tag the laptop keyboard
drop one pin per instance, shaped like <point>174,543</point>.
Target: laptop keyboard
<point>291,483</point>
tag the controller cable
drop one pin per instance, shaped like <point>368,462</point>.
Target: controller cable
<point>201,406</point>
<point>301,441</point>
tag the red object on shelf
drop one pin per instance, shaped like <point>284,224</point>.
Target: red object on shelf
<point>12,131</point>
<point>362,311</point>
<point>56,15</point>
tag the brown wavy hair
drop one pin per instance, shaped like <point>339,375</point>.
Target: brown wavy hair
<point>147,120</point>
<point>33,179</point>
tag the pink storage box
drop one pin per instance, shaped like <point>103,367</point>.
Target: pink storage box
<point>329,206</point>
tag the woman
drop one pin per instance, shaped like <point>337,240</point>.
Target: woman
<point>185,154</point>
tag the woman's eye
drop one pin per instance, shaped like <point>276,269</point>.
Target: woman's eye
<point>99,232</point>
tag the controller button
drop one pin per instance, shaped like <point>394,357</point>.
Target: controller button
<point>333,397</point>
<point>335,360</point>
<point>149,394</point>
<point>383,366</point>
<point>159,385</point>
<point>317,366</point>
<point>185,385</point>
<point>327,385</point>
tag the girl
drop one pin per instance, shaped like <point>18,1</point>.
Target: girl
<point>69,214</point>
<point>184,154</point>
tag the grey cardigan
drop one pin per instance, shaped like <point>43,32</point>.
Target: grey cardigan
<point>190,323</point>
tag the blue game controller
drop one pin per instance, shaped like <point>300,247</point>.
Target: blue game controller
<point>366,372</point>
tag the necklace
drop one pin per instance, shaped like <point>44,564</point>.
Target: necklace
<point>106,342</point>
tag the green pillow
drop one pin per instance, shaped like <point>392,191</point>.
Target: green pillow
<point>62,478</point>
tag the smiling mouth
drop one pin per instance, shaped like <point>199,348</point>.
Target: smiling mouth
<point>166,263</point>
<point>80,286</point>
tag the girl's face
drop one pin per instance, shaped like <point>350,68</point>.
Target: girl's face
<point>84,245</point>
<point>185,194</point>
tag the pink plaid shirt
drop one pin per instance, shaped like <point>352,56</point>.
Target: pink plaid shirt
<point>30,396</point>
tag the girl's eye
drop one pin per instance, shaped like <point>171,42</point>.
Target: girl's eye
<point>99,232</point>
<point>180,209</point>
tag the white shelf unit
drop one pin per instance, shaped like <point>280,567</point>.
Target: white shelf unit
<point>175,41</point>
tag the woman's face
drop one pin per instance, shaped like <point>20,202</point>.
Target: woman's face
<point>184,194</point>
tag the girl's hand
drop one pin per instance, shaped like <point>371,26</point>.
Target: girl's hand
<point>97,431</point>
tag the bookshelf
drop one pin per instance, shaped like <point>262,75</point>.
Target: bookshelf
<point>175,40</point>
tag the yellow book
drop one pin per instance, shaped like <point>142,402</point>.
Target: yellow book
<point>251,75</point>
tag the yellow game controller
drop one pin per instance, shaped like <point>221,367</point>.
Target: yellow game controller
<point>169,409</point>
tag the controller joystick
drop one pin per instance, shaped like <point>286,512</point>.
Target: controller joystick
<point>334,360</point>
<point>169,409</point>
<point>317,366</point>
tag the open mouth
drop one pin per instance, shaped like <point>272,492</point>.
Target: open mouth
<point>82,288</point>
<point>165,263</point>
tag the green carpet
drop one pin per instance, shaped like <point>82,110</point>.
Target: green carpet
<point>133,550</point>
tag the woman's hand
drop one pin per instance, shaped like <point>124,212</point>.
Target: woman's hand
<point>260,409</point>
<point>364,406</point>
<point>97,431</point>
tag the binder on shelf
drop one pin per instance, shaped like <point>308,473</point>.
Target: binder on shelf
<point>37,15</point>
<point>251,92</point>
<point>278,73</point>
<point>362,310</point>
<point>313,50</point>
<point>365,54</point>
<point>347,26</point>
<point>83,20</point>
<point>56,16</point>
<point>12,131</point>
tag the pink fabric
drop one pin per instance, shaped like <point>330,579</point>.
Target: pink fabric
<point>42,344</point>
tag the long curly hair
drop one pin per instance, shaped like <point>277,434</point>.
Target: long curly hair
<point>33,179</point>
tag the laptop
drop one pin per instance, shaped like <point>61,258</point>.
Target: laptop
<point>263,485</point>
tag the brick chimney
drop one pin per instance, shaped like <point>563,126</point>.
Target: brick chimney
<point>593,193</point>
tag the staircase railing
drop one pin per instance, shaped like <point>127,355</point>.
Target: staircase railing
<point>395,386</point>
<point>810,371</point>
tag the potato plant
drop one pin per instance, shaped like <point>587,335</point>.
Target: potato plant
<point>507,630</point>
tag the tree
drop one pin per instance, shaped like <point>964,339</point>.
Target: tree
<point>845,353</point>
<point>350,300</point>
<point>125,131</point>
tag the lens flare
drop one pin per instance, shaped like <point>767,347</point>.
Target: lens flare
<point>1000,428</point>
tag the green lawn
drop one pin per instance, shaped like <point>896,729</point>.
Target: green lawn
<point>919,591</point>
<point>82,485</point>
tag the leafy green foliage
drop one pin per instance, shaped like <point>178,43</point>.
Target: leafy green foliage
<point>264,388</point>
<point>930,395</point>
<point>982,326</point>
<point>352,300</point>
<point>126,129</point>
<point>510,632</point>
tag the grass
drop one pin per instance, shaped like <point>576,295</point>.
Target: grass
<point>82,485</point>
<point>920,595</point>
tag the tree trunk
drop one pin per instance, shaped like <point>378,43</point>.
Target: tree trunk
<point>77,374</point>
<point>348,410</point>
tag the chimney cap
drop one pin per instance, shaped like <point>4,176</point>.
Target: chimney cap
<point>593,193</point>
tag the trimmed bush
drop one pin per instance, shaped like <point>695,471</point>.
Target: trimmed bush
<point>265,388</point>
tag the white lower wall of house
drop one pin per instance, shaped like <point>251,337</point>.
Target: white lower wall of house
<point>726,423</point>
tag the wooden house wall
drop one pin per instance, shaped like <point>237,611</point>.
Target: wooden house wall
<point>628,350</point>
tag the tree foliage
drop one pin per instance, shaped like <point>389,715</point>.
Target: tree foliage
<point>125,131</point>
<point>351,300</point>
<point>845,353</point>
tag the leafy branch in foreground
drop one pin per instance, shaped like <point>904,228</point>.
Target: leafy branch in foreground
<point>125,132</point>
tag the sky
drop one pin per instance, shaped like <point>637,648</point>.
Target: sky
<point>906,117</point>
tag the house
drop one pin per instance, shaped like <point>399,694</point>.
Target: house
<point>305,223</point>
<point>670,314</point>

□ □ □ □ □

**WHAT THIS TASK INVOLVES**
Please reproduce, exactly as they appear above, the lines from the line containing "Target: bookshelf" up to and including the line containing "drop one pin per instance, shaped like <point>124,212</point>.".

**FINISHED EXERCISE**
Target: bookshelf
<point>175,40</point>
tag the yellow book
drop one pin per instance, shaped like <point>142,402</point>.
Target: yellow book
<point>251,75</point>
tag the yellow game controller
drop one pin per instance, shaped like <point>221,367</point>.
Target: yellow game controller
<point>169,409</point>
tag the controller joystick
drop one pin per instance, shaped like <point>286,512</point>.
Target: controller joystick
<point>334,360</point>
<point>169,409</point>
<point>317,366</point>
tag the open mouth
drop one pin per instance, shaped like <point>272,492</point>.
Target: open mouth
<point>82,288</point>
<point>165,263</point>
tag the green carpet
drop one pin per instance, shaped like <point>82,110</point>.
Target: green carpet
<point>133,550</point>
tag the woman's hand
drop one pin per instance, shaped like <point>124,212</point>.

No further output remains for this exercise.